> What the exercise asks:
Return every line of the items below that contains the word "water".

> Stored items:
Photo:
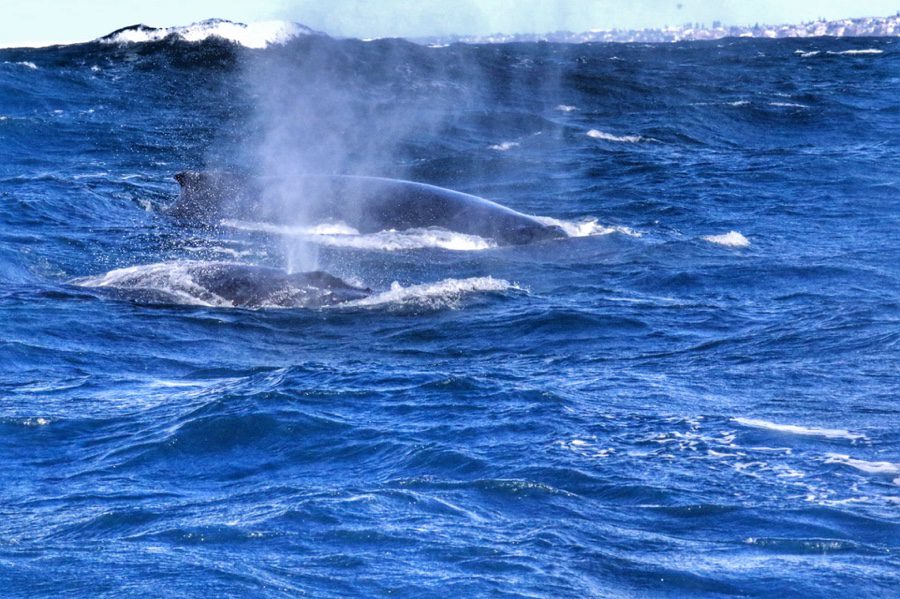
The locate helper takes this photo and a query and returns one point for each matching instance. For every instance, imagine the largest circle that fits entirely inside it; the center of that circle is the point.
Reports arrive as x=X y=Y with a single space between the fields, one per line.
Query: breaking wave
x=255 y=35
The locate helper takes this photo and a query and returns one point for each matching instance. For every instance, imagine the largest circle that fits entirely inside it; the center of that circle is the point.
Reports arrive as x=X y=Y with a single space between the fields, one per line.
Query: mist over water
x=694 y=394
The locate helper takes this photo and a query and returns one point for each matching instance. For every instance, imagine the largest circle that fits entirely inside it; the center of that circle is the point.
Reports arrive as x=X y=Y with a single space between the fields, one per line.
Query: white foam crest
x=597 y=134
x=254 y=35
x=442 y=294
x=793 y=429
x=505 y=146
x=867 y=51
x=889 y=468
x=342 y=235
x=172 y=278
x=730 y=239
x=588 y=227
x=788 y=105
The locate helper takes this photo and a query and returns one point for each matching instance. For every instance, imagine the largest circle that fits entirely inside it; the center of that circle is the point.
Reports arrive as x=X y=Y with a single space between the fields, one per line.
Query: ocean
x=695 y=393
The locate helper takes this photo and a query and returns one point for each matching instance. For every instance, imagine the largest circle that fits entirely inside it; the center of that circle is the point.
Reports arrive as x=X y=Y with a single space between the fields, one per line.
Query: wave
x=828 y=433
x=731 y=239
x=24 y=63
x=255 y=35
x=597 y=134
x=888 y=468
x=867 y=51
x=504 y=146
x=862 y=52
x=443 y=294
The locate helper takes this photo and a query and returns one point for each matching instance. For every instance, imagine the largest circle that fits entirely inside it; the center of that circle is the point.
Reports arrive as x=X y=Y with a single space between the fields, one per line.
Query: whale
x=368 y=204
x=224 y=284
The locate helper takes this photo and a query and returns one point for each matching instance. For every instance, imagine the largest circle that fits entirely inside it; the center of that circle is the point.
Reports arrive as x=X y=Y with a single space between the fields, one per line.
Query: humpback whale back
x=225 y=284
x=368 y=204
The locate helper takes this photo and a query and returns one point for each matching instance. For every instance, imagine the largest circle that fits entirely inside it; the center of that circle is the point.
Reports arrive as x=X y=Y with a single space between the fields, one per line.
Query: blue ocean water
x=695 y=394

---

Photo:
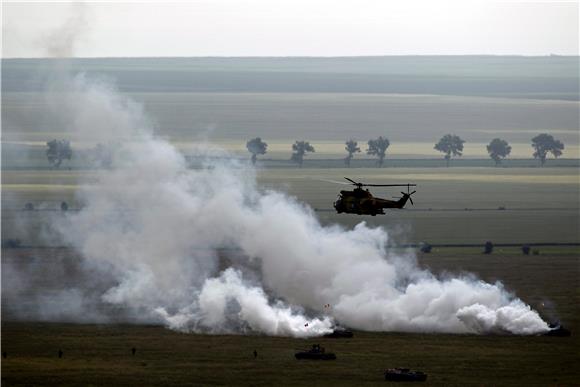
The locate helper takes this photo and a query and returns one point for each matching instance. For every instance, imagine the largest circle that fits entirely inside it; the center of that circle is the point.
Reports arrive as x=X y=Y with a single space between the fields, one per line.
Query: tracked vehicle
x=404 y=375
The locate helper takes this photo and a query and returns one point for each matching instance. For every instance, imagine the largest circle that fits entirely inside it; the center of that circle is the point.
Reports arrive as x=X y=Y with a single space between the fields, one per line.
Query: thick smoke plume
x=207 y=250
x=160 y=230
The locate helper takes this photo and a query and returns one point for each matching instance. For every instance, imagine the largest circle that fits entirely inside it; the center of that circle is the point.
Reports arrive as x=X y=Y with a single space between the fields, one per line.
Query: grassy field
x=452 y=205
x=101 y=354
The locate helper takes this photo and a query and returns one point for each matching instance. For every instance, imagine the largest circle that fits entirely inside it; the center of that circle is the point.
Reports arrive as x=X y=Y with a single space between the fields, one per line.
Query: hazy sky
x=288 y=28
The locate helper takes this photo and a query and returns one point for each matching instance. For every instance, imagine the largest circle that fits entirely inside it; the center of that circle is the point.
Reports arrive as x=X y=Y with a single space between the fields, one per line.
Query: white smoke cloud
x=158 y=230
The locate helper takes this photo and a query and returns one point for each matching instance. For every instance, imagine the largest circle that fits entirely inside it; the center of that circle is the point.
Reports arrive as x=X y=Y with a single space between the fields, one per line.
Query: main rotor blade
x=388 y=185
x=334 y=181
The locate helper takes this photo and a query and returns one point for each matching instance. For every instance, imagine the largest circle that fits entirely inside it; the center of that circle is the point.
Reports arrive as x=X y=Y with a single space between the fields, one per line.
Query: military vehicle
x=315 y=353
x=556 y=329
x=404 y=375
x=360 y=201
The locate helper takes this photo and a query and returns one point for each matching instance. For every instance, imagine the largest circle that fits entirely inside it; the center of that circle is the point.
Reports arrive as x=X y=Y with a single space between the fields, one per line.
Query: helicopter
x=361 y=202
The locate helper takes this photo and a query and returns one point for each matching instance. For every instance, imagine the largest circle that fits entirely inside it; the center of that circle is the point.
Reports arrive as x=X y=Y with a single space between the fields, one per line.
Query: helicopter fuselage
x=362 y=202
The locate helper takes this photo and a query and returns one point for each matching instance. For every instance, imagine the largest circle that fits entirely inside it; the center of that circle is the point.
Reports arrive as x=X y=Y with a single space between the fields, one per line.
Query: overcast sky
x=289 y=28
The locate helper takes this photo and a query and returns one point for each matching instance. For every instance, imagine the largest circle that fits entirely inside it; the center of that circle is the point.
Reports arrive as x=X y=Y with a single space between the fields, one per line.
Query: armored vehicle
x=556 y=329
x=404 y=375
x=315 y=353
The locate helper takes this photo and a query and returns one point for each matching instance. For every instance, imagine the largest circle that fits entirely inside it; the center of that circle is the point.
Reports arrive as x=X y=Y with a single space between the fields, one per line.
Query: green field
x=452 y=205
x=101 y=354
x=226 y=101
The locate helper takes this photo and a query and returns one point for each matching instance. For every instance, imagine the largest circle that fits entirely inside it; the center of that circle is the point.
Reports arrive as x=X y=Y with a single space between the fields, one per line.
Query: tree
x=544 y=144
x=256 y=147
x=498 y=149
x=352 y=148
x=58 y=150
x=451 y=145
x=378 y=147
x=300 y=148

> Solution for this exercise:
Query: mist over water
Query: blue ocean water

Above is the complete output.